§ **Written task**:
Set down every line of the data below word for word, but leave the pictures out.

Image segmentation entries
%%
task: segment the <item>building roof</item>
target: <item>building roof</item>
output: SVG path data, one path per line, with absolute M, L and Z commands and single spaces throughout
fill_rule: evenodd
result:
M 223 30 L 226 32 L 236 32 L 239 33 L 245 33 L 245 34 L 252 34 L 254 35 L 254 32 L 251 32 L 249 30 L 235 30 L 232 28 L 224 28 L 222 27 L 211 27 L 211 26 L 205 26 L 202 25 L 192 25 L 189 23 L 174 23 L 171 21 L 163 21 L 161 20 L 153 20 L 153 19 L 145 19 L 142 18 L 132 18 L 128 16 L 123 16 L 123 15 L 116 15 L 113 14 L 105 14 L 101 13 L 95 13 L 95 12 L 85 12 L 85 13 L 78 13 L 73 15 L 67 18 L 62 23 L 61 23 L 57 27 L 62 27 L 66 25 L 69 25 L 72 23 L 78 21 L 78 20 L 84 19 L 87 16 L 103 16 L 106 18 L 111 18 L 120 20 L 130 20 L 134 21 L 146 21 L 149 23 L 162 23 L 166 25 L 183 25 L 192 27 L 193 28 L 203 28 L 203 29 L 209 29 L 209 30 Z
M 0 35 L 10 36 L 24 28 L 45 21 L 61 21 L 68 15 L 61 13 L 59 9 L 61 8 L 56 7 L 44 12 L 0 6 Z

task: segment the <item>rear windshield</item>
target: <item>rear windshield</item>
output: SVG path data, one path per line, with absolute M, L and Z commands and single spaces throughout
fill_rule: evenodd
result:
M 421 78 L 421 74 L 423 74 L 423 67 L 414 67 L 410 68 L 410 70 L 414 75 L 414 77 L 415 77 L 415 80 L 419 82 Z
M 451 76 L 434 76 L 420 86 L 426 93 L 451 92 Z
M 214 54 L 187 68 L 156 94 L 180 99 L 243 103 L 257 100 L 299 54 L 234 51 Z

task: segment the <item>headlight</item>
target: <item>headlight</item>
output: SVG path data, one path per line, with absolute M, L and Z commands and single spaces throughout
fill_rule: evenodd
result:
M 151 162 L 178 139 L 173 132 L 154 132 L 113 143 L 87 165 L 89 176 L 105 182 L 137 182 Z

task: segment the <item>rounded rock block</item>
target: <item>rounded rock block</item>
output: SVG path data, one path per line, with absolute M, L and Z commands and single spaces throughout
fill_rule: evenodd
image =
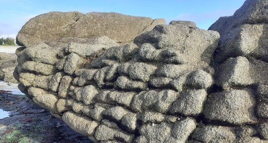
%%
§ **Task answer**:
task: segment the <item>building roof</item>
target: <item>building roof</item>
output: SVG path data, one path per line, with absolute M, L and Z commands and single spaces throughout
fill_rule: evenodd
result:
M 223 30 L 226 32 L 236 32 L 239 33 L 245 33 L 245 34 L 252 34 L 254 35 L 254 32 L 251 32 L 249 30 L 235 30 L 232 28 L 224 28 L 222 27 L 211 27 L 211 26 L 205 26 L 202 25 L 192 25 L 189 23 L 174 23 L 171 21 L 163 21 L 161 20 L 153 20 L 153 19 L 145 19 L 142 18 L 132 18 L 128 16 L 123 16 L 123 15 L 116 15 L 113 14 L 105 14 L 101 13 L 95 13 L 95 12 L 85 12 L 85 13 L 78 13 L 73 15 L 67 18 L 62 23 L 61 23 L 57 27 L 62 27 L 66 25 L 69 25 L 72 23 L 78 21 L 78 20 L 84 19 L 87 16 L 103 16 L 106 18 L 111 18 L 120 20 L 130 20 L 134 21 L 146 21 L 149 23 L 162 23 L 166 25 L 183 25 L 192 27 L 193 28 L 203 28 L 203 29 L 209 29 L 209 30 Z
M 0 35 L 10 36 L 24 28 L 45 21 L 61 21 L 68 15 L 61 13 L 59 9 L 61 8 L 56 7 L 44 12 L 0 6 Z

task: segment the <item>rear windshield</item>
target: <item>rear windshield</item>
output: SVG path data, one path per line, with absolute M, L and Z commands and single spaces throughout
fill_rule: evenodd
result:
M 421 78 L 421 74 L 423 74 L 423 67 L 414 67 L 410 68 L 410 70 L 414 75 L 414 77 L 415 77 L 415 80 L 419 82 Z
M 451 76 L 434 76 L 420 86 L 426 93 L 451 92 Z
M 214 54 L 187 68 L 156 94 L 180 99 L 243 103 L 257 100 L 299 54 L 234 51 Z

task: segment the <item>headlight</item>
target: <item>headlight</item>
output: SVG path data, one path per line, with absolute M, L and Z commands and single spaces throughout
fill_rule: evenodd
result:
M 151 162 L 178 139 L 173 132 L 154 132 L 113 143 L 87 165 L 89 176 L 105 182 L 137 182 Z

task: segment the <item>rounded rock block</item>
target: <item>rounded rock block</item>
output: SVG path data, one path per line, with absolute M, L and Z commands and single spaces throughout
fill_rule: evenodd
image =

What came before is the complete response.